(EXERCISE): Gather every line in the entries below that contains the word "floodwater", and copy each of those lines in full. Count a line only if the letters match in case.

(SUPPLIED MATERIAL):
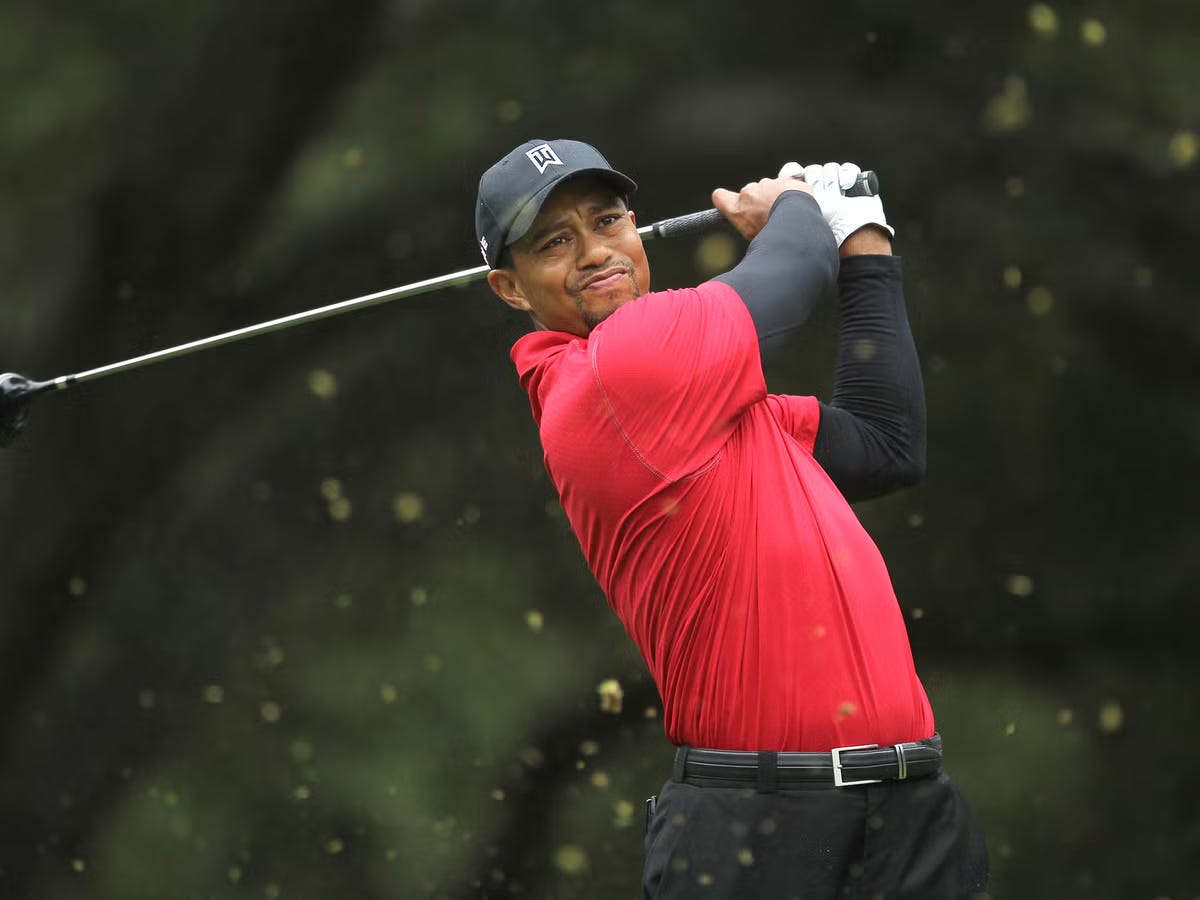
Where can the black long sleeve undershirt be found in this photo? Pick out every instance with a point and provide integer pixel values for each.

---

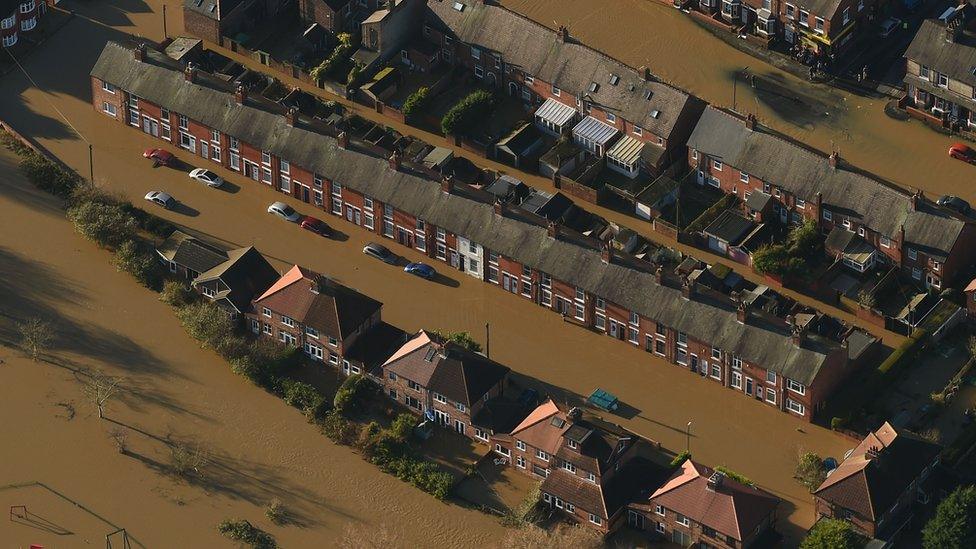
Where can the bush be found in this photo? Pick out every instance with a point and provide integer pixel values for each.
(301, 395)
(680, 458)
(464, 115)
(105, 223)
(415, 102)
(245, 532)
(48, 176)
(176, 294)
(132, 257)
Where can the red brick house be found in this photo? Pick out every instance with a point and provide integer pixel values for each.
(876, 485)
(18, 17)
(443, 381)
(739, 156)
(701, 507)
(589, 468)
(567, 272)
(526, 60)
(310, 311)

--

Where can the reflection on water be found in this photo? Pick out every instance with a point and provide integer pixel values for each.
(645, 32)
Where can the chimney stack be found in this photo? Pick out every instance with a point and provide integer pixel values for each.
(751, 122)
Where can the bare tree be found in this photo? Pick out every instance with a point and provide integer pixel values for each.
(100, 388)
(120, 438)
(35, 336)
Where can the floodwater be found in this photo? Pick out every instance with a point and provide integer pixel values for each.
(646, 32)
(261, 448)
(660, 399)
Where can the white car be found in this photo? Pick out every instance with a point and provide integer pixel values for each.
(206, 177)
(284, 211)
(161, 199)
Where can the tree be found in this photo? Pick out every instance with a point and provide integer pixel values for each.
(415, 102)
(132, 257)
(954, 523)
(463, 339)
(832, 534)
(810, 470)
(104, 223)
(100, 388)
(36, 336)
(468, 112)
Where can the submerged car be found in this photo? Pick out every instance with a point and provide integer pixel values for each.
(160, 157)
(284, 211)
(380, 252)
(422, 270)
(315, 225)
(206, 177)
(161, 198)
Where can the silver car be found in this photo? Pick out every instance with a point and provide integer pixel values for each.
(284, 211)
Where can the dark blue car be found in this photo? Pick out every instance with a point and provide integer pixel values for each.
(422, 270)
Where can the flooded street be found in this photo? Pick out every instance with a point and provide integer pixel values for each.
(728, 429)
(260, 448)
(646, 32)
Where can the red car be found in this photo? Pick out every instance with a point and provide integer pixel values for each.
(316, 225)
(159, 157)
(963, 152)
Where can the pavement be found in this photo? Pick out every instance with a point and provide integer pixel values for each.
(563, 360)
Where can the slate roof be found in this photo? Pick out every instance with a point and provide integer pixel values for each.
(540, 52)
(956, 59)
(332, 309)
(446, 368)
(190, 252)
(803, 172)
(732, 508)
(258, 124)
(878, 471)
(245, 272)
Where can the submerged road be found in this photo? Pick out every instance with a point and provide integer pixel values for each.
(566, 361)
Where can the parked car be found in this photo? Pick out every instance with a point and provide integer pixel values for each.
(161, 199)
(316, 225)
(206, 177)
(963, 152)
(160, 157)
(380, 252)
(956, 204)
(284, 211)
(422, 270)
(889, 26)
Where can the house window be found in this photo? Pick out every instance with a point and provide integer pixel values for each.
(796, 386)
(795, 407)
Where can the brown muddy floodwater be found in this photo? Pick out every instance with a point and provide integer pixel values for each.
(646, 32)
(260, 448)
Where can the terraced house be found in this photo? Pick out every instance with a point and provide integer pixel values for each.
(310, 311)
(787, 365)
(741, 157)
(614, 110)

(TASK ANSWER):
Where can the floodwater be found in this photo? Pick out every instance with a point and provide integer pixel values for each.
Where can the brown muddy floodwater be found in this photo? Pick out every instance with a point and provide integer pixel values for each.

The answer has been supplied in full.